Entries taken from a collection
= = = = =

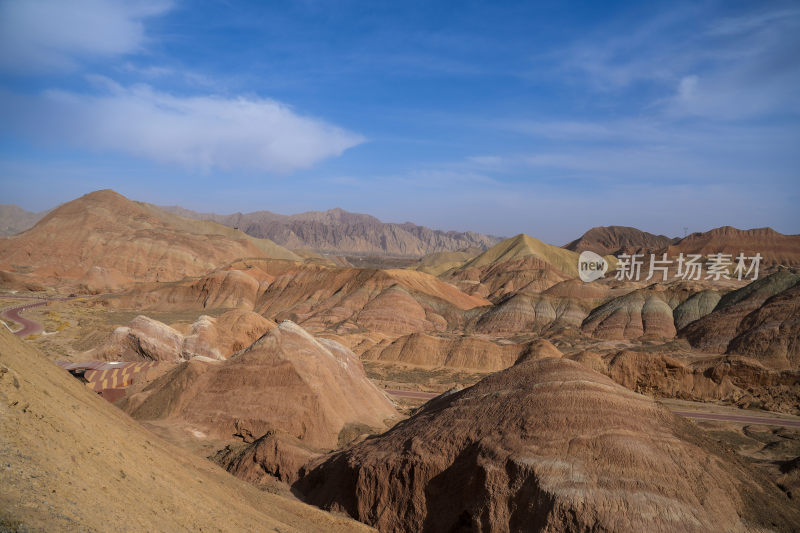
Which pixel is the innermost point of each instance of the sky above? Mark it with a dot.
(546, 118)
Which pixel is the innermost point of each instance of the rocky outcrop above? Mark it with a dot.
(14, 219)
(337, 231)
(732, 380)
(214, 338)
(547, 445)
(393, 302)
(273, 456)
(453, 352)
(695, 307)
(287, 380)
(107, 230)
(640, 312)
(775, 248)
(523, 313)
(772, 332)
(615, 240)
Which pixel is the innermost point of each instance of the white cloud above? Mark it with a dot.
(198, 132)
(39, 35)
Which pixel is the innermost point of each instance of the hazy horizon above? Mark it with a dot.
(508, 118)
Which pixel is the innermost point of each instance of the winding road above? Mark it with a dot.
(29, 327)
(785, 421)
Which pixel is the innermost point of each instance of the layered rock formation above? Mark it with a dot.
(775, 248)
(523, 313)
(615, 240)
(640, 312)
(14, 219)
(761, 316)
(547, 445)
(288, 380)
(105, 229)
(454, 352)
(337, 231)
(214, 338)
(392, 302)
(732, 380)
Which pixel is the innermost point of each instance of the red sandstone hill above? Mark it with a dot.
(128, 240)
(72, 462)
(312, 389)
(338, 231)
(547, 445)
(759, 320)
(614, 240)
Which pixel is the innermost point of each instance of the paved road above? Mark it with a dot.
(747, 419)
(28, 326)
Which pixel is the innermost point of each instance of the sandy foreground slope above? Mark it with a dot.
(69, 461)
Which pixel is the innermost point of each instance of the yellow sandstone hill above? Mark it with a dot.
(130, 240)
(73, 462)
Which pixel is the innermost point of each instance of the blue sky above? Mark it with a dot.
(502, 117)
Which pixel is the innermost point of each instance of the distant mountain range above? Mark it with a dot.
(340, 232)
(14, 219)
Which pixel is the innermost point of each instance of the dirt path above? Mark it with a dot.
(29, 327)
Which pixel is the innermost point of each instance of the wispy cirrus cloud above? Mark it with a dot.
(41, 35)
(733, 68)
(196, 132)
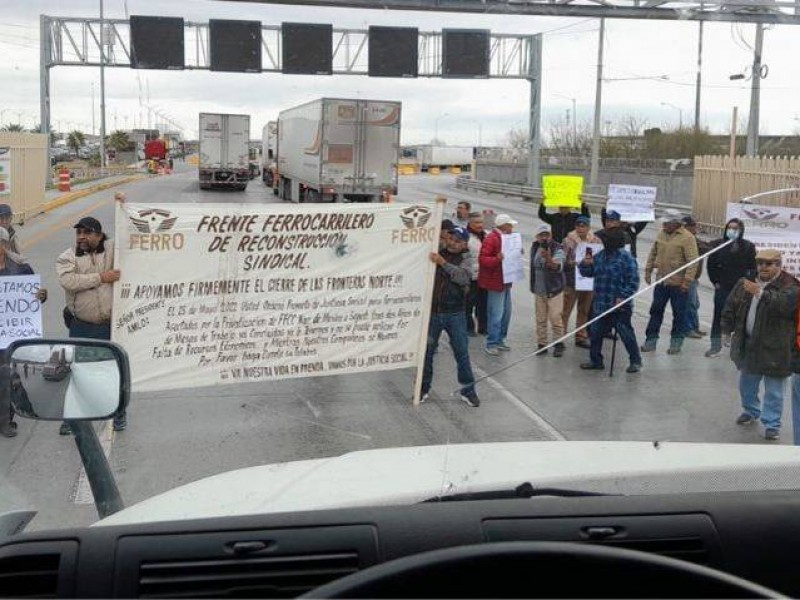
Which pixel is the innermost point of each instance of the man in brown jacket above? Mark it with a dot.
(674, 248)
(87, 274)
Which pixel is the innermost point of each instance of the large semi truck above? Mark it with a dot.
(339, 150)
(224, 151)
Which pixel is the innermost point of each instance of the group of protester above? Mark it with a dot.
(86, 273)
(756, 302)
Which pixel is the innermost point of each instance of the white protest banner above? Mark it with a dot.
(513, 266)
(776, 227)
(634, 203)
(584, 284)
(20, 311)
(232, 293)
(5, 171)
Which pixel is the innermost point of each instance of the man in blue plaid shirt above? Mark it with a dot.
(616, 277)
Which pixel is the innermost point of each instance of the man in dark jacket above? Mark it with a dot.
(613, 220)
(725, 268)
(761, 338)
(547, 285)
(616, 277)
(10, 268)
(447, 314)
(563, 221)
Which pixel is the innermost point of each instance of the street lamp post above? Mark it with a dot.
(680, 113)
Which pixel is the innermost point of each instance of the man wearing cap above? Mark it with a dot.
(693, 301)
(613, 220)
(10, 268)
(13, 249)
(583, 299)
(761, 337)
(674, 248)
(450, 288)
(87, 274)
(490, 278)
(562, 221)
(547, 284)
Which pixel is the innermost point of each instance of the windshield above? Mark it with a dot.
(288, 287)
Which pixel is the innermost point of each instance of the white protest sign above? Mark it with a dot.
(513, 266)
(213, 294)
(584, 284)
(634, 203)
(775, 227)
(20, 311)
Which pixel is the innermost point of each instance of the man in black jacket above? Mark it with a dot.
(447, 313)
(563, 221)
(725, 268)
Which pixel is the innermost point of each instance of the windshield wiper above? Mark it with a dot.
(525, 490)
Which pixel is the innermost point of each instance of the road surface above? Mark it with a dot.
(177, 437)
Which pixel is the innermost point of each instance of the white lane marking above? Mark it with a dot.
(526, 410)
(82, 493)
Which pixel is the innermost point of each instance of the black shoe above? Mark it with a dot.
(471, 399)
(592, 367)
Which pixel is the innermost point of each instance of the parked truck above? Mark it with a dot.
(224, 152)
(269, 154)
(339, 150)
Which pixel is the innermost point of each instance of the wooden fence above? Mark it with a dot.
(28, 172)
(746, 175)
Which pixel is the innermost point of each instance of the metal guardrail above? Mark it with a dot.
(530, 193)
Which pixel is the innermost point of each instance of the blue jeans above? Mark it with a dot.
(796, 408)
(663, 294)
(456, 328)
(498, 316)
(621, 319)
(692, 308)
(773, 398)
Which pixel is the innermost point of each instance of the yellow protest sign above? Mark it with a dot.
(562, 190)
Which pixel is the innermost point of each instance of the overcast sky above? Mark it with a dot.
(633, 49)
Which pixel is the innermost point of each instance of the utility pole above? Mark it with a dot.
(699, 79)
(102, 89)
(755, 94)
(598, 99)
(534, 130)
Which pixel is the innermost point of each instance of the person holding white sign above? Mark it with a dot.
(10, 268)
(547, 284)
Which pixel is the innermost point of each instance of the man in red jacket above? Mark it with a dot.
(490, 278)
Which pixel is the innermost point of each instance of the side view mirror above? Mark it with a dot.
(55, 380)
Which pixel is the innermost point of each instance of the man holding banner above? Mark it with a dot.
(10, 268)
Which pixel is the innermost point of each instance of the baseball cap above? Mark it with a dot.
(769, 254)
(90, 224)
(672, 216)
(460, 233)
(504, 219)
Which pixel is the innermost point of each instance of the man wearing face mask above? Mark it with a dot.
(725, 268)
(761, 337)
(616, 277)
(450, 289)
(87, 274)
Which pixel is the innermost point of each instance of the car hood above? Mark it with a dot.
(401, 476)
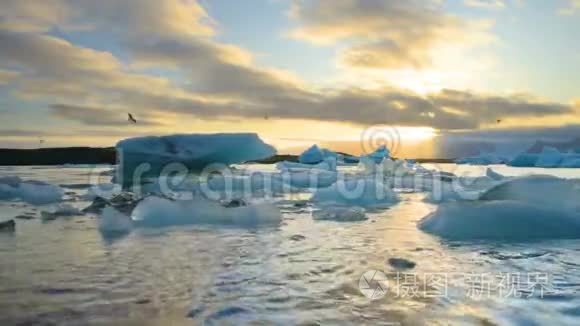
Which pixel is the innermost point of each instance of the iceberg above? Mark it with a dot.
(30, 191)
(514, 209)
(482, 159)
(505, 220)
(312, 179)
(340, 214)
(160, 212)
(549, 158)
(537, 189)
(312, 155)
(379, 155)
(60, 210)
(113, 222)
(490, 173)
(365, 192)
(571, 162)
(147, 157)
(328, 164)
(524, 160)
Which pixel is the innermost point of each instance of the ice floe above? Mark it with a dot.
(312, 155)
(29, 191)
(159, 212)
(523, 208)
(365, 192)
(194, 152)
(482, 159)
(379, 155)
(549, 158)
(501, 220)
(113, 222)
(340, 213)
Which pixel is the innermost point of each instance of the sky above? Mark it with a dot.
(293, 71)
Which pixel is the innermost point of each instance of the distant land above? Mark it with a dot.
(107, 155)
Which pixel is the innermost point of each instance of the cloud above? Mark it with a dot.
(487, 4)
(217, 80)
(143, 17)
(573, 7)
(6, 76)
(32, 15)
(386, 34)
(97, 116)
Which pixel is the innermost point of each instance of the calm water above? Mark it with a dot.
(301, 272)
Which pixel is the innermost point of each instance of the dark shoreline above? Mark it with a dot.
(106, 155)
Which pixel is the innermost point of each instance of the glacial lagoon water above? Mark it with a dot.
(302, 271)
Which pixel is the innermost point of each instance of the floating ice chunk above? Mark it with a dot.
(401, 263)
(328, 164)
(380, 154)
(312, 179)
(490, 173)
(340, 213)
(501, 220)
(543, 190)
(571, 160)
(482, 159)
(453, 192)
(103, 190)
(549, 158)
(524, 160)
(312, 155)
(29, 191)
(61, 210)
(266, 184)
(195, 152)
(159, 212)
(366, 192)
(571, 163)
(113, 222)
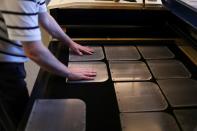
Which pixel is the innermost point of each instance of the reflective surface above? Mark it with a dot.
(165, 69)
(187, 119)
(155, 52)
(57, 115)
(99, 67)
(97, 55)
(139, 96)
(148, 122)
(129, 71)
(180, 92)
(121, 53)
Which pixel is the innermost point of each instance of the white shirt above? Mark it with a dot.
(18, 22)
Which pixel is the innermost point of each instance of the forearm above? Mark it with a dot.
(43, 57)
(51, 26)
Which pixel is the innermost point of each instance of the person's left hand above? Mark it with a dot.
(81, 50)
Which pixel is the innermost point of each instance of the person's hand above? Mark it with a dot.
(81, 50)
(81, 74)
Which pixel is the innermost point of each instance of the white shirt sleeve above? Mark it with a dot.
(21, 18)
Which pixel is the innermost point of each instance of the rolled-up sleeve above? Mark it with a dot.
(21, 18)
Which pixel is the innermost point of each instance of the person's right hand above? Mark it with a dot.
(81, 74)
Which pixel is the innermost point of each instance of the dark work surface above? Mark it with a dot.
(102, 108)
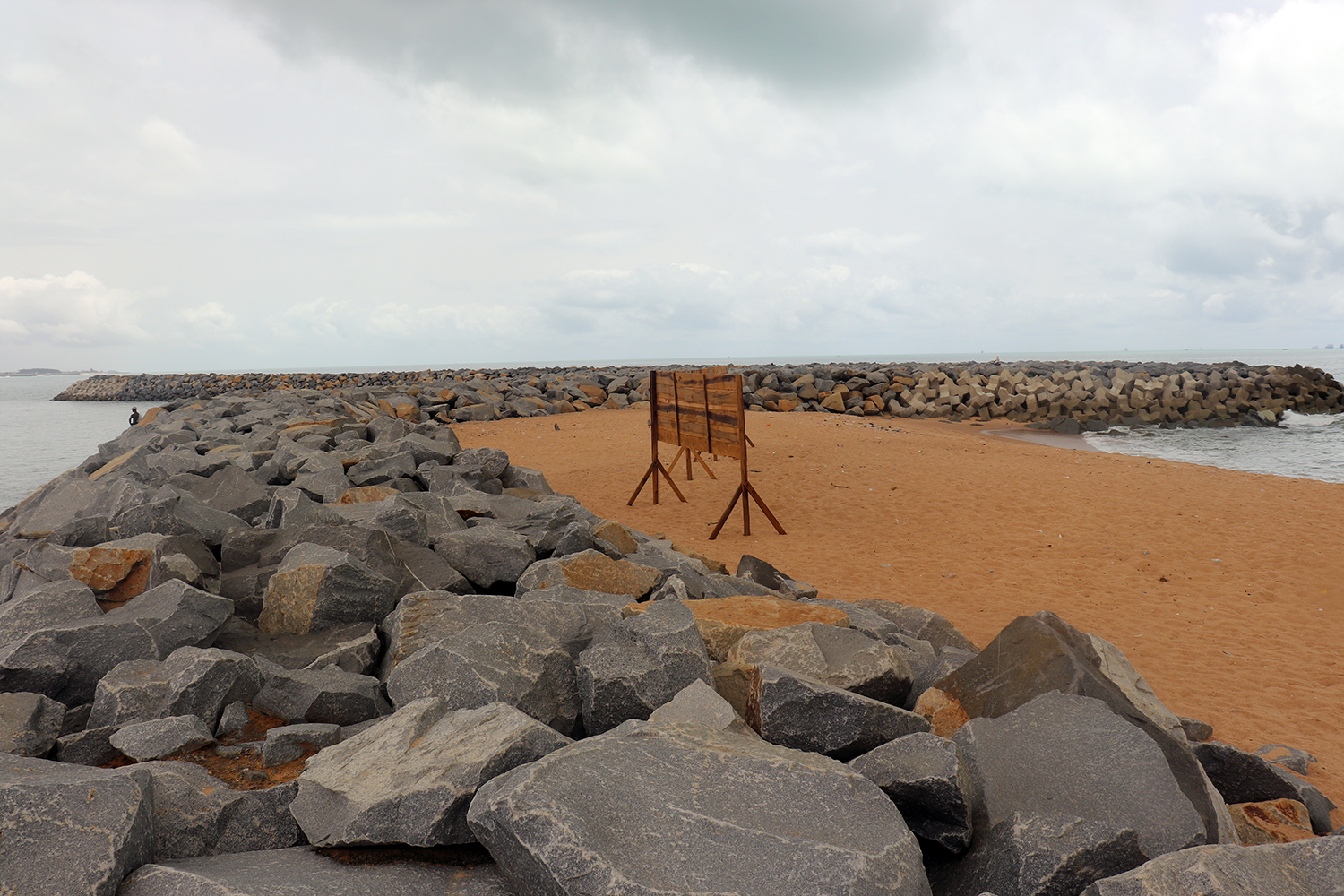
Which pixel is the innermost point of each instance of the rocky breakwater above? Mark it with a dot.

= = = = =

# [What needs to be done]
Your task is to print exactly the lines from the one containing "rolled-up sleeve above? Mark it with a dot." through the final line of the records above, with no pictures and nothing more.

# [Written response]
Which pixel is the innermost point of each instance of the rolled-up sleeve above? Mark it with a dot.
(21, 18)
Which pixel is the innermost point of each instance of the person's right hand above? Mark it with a dot.
(81, 74)
Which pixel is the innermost point of each instance of the dark work surface above? Mark it with a dot.
(102, 108)
Which pixel is the innermost point of each instance of the rocky breakwater above? Mark it with a dot.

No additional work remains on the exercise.